## ARBEITSAUFTRAG
Gib die Zeilen der Auflistung erneut wieder, beginnend mit der Zeile, die „It needs the bounding box of every green leaf“ enthält, und endend nach der Zeile, die „[72,97,91,114]“ enthält. Tausche dabei „pitch“ gegen „field“ aus und lass alles andere unverändert.
╭─ AUSGANGSMATERIAL
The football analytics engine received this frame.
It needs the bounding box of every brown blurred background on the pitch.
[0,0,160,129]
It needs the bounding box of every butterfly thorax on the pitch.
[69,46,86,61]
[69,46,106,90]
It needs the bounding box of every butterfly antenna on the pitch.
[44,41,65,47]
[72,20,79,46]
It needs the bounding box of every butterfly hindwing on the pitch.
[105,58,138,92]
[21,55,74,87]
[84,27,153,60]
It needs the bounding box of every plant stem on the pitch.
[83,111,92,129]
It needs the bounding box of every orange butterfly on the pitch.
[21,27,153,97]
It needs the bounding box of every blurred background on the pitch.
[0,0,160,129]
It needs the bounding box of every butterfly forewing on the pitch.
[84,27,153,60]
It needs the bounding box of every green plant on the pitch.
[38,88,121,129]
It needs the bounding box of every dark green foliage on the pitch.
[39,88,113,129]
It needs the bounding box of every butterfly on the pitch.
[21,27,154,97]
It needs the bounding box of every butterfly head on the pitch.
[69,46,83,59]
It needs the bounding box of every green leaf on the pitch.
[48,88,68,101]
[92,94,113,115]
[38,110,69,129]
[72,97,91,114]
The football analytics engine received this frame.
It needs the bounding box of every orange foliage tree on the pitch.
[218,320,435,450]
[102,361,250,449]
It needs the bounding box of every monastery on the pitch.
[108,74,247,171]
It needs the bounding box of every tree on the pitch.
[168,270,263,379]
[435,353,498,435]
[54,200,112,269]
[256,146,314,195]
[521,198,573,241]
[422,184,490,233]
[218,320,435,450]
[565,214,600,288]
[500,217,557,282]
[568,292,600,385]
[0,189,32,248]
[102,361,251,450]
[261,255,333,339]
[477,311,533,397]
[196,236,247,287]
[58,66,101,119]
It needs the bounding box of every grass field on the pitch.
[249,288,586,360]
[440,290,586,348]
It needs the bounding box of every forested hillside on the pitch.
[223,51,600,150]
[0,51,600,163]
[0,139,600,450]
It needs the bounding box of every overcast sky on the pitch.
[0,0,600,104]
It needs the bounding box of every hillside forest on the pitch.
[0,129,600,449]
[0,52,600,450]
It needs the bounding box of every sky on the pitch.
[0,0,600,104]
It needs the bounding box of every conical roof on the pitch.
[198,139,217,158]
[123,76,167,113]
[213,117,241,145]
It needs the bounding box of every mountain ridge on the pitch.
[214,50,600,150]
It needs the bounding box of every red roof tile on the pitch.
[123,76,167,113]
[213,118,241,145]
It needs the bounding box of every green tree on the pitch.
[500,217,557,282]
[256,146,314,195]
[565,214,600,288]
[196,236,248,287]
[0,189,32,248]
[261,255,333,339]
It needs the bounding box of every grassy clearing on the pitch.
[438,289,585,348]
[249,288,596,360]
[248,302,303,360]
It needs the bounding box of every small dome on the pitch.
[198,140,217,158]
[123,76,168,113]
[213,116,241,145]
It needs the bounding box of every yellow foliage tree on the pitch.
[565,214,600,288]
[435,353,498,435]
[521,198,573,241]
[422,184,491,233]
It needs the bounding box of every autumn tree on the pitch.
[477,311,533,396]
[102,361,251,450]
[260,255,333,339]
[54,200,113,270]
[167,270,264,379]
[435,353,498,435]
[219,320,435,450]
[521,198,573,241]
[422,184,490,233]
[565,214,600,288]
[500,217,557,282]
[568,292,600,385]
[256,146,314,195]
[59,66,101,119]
╰─
## ERGEBNIS
It needs the bounding box of every green leaf on the field.
[48,88,68,101]
[92,94,113,115]
[38,110,69,129]
[72,97,91,114]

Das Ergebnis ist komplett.